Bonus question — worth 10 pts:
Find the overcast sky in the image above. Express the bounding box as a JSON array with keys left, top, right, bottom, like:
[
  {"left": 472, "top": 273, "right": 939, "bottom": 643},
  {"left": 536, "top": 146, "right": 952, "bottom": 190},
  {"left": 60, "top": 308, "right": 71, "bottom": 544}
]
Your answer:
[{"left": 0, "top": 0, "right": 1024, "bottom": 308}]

Your instructions
Retype each of the rows above word for word, keeping every line as it appears.

Solved problem
Bonus question — worth 10 pts:
Find the overcast sky in the image above. Express the bounding box as a JSON array with keys left, top, right, bottom, like:
[
  {"left": 472, "top": 273, "right": 939, "bottom": 643},
  {"left": 536, "top": 146, "right": 952, "bottom": 190},
  {"left": 60, "top": 308, "right": 71, "bottom": 544}
]
Your answer:
[{"left": 0, "top": 0, "right": 1024, "bottom": 308}]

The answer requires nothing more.